[Saved entries]
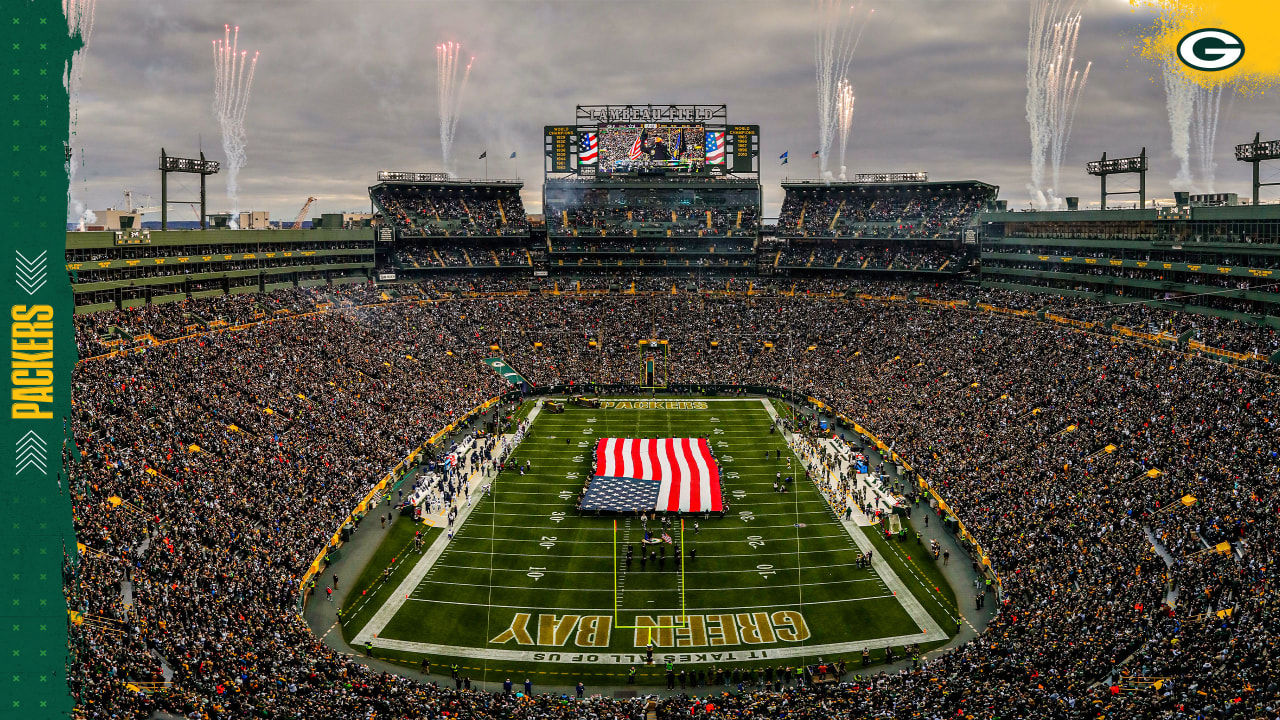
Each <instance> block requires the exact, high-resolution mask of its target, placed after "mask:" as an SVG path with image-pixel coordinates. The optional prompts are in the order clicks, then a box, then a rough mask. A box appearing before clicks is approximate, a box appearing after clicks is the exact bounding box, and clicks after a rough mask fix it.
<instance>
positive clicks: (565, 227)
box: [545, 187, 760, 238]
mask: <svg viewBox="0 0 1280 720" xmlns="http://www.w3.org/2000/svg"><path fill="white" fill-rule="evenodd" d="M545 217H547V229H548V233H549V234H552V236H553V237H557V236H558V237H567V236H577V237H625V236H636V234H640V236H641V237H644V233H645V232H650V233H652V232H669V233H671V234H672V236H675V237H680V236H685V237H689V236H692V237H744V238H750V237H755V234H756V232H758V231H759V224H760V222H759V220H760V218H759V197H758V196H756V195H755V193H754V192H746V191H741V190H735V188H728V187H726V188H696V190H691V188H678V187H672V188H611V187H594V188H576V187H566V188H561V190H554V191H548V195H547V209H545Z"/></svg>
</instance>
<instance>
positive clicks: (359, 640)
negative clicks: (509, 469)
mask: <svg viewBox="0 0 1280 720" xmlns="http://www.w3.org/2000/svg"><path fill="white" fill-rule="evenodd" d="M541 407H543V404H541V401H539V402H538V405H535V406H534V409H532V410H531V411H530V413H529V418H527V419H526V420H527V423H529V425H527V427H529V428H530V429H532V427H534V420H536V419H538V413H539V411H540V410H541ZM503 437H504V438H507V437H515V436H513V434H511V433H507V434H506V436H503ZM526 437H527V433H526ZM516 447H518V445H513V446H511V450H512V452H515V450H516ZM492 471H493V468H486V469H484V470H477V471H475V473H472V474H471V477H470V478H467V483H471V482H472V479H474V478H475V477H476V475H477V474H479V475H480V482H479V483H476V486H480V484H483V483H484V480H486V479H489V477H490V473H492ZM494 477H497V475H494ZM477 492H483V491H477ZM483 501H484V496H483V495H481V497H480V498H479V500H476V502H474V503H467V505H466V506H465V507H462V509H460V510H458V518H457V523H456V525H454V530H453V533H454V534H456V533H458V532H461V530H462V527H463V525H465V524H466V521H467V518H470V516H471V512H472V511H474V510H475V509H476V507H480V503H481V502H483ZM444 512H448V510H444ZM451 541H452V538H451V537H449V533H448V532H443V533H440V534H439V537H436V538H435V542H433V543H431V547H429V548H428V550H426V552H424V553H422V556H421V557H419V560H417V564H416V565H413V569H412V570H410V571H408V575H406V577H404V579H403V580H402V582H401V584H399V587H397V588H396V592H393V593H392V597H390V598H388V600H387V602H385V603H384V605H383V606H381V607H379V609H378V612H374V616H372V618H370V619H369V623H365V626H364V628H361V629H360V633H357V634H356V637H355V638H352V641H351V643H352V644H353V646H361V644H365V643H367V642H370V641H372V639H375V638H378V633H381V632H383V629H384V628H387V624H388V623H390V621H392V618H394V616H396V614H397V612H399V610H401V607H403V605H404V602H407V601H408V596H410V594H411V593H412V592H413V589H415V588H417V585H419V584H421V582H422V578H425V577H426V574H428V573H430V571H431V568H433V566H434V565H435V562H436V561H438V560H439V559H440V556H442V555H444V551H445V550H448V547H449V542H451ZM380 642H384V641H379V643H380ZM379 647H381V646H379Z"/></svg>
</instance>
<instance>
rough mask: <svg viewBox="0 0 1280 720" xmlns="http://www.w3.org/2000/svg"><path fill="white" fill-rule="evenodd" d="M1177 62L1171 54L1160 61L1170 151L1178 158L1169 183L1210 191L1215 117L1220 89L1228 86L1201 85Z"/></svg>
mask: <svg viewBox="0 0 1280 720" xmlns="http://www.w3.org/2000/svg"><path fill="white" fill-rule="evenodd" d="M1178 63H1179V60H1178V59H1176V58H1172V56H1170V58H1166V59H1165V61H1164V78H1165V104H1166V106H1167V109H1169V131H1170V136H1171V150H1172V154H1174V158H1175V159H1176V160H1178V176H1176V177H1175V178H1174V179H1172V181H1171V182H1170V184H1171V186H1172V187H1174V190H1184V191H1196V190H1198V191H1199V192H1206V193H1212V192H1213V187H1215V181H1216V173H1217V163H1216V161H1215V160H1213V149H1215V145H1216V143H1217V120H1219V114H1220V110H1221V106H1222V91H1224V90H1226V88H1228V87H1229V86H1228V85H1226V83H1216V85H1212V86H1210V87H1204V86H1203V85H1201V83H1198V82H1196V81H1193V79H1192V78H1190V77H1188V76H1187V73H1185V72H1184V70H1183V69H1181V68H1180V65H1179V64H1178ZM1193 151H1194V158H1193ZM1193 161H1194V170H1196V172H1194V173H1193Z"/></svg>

◆ Work order:
Set down the entries word for word, omitting all pictures.

◆ Response for this exercise:
Each <instance> block requires the exact, high-resolution mask of its target, placed after "mask:" as an SVG path with image-pixel coordinates. The optional prompts are in the order clicks, then a box, then a rough mask. A box appearing before clicks is approximate, a box appearing after clicks is the exact bounding box, and clicks after a rough mask fix it.
<instance>
positive clicks: (565, 227)
box: [545, 187, 760, 238]
mask: <svg viewBox="0 0 1280 720" xmlns="http://www.w3.org/2000/svg"><path fill="white" fill-rule="evenodd" d="M545 217H547V229H548V233H549V234H552V236H553V237H557V236H558V237H567V236H577V237H625V236H636V234H640V236H641V237H644V233H645V232H650V233H652V232H669V233H671V234H672V236H675V237H680V236H685V237H689V236H692V237H744V238H750V237H755V234H756V232H758V231H759V224H760V222H759V220H760V218H759V197H758V196H756V195H755V193H754V192H746V191H741V190H735V188H728V187H726V188H696V190H691V188H678V187H672V188H611V187H594V188H576V187H566V188H561V190H554V191H548V195H547V209H545Z"/></svg>
</instance>
<instance>
positive clicks: (359, 640)
negative clicks: (509, 469)
mask: <svg viewBox="0 0 1280 720" xmlns="http://www.w3.org/2000/svg"><path fill="white" fill-rule="evenodd" d="M541 407H543V404H541V401H539V402H538V405H535V406H534V409H532V410H531V411H530V413H529V418H527V419H526V420H527V423H529V425H527V427H529V428H530V429H532V427H534V420H536V419H538V413H539V411H540V410H541ZM503 437H504V438H507V437H515V436H513V434H511V433H507V434H506V436H503ZM526 437H527V433H526ZM516 447H518V445H513V446H511V450H512V452H515V450H516ZM492 471H493V468H486V469H484V470H477V471H475V473H472V474H471V477H470V478H467V483H471V482H472V479H474V478H475V477H476V475H477V474H479V475H480V482H479V483H476V486H480V484H483V483H484V480H486V479H489V477H490V473H492ZM494 477H497V475H494ZM477 492H483V491H477ZM483 501H484V496H483V495H481V497H480V498H479V500H476V502H474V503H467V505H466V506H465V507H462V509H460V510H458V518H457V523H456V525H454V530H453V533H454V534H456V533H458V532H461V530H462V527H463V525H465V524H466V521H467V518H470V516H471V512H472V511H474V510H475V509H476V507H480V503H481V502H483ZM444 512H448V510H444ZM451 541H452V538H451V537H449V533H448V532H443V533H440V534H439V537H436V538H435V542H433V543H431V547H429V548H428V550H426V552H424V553H422V556H421V557H419V560H417V564H416V565H413V569H412V570H410V571H408V575H406V577H404V579H403V580H402V582H401V584H399V587H397V588H396V592H393V593H392V597H390V598H388V600H387V602H385V603H384V605H383V606H381V607H379V609H378V612H374V616H372V618H370V619H369V623H365V626H364V628H361V629H360V633H357V634H356V637H355V638H352V641H351V643H352V644H353V646H361V644H365V643H367V642H370V641H372V639H375V638H378V633H381V632H383V629H384V628H387V624H388V623H390V621H392V618H394V616H396V614H397V612H399V610H401V607H403V605H404V602H407V601H408V596H410V594H411V593H412V592H413V589H415V588H417V585H419V584H421V582H422V578H425V577H426V574H428V573H430V571H431V568H433V566H434V565H435V562H436V561H438V560H439V559H440V556H442V555H444V551H445V550H448V547H449V542H451ZM380 642H384V641H379V643H380ZM379 647H381V646H379Z"/></svg>
</instance>
<instance>
rough mask: <svg viewBox="0 0 1280 720" xmlns="http://www.w3.org/2000/svg"><path fill="white" fill-rule="evenodd" d="M1177 62L1171 54L1160 61L1170 151L1178 158L1169 183L1210 191L1215 117L1220 89L1228 86L1201 85Z"/></svg>
mask: <svg viewBox="0 0 1280 720" xmlns="http://www.w3.org/2000/svg"><path fill="white" fill-rule="evenodd" d="M1178 63H1179V60H1178V59H1176V58H1172V56H1170V58H1166V59H1165V61H1164V78H1165V104H1166V106H1167V109H1169V131H1170V136H1171V150H1172V154H1174V158H1175V159H1176V160H1178V176H1176V177H1175V178H1174V179H1172V181H1171V182H1170V184H1171V186H1172V187H1174V190H1184V191H1196V190H1198V191H1199V192H1206V193H1212V192H1213V187H1215V181H1216V173H1217V163H1216V161H1215V160H1213V149H1215V145H1216V143H1217V120H1219V114H1220V110H1221V106H1222V91H1224V90H1226V88H1228V87H1229V86H1228V85H1226V83H1216V85H1212V86H1210V87H1204V86H1203V85H1201V83H1198V82H1196V81H1193V79H1192V78H1190V77H1188V76H1187V73H1185V72H1184V70H1183V69H1181V68H1180V65H1179V64H1178ZM1193 151H1194V158H1193ZM1193 161H1194V170H1196V172H1194V173H1193Z"/></svg>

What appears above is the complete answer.